Saved entries:

----

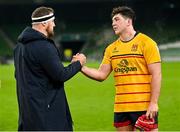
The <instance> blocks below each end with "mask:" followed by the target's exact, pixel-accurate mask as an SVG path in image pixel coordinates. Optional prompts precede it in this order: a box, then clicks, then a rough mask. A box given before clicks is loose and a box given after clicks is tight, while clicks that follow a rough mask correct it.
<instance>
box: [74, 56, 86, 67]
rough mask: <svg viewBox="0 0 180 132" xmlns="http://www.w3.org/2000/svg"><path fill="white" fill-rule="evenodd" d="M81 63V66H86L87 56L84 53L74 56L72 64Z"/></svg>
mask: <svg viewBox="0 0 180 132" xmlns="http://www.w3.org/2000/svg"><path fill="white" fill-rule="evenodd" d="M75 61H79V62H80V63H81V66H84V65H85V63H86V56H85V55H84V54H82V53H77V54H76V55H74V56H73V58H72V60H71V63H73V62H75Z"/></svg>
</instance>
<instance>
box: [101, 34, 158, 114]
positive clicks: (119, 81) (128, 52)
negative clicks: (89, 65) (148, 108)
mask: <svg viewBox="0 0 180 132" xmlns="http://www.w3.org/2000/svg"><path fill="white" fill-rule="evenodd" d="M160 61H161V59H160V54H159V50H158V47H157V44H156V43H155V42H154V41H153V40H152V39H151V38H149V37H148V36H146V35H145V34H142V33H138V34H137V35H136V36H135V37H134V38H133V39H132V40H131V41H128V42H122V41H120V40H119V39H118V40H116V41H115V42H113V43H112V44H110V45H109V46H108V47H107V48H106V50H105V53H104V58H103V60H102V64H111V66H112V69H113V71H114V79H115V88H116V95H115V103H114V112H130V111H145V110H147V107H148V105H149V102H150V93H151V88H150V83H151V75H150V73H149V71H148V67H147V64H151V63H156V62H160Z"/></svg>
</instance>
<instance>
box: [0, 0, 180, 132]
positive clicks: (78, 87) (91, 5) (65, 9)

----

:: What you are asked to do ::
Can you rewrite all of the material above as a numbered list with one item per line, dropping any blank lines and leaving the pictures out?

:: Result for this exercise ::
1. The <instance> blocks below each end with "mask:" followed by the target's exact, pixel-accurate mask as an SVG path in image pixel coordinates. Optional prompts precede it in this order: a box, then clicks, then a rough mask. A box given before clicks is loose and a box given after clicks is tight, while clicks that follow a rough mask correct it.
2. <instance>
3. box: [74, 56, 86, 67]
4. rough mask: <svg viewBox="0 0 180 132" xmlns="http://www.w3.org/2000/svg"><path fill="white" fill-rule="evenodd" d="M81 63V66H86L87 56L84 53L74 56L72 64Z"/></svg>
5. mask: <svg viewBox="0 0 180 132" xmlns="http://www.w3.org/2000/svg"><path fill="white" fill-rule="evenodd" d="M75 61H79V62H80V63H81V66H84V65H85V63H86V56H85V55H84V54H82V53H77V54H76V55H74V56H73V58H72V60H71V63H73V62H75Z"/></svg>
6. </instance>
7. <instance>
8. box: [101, 34, 158, 114]
9. positive clicks: (119, 81) (128, 52)
10. negative clicks: (89, 65) (148, 108)
11. mask: <svg viewBox="0 0 180 132" xmlns="http://www.w3.org/2000/svg"><path fill="white" fill-rule="evenodd" d="M160 61H161V59H160V54H159V50H158V47H157V44H156V43H155V42H154V41H153V40H152V39H151V38H149V37H148V36H146V35H145V34H142V33H138V34H137V35H136V36H135V37H134V38H133V39H132V40H131V41H128V42H122V41H120V40H119V39H118V40H116V41H115V42H113V43H112V44H110V45H109V46H108V47H107V48H106V50H105V53H104V58H103V60H102V64H111V66H112V69H113V71H114V79H115V88H116V95H115V103H114V112H130V111H145V110H147V107H148V105H149V102H150V93H151V88H150V83H151V75H150V73H149V71H148V67H147V64H151V63H156V62H160Z"/></svg>
12. </instance>
13. <instance>
14. box: [0, 0, 180, 132]
15. positive clicks: (78, 87) (91, 5) (65, 9)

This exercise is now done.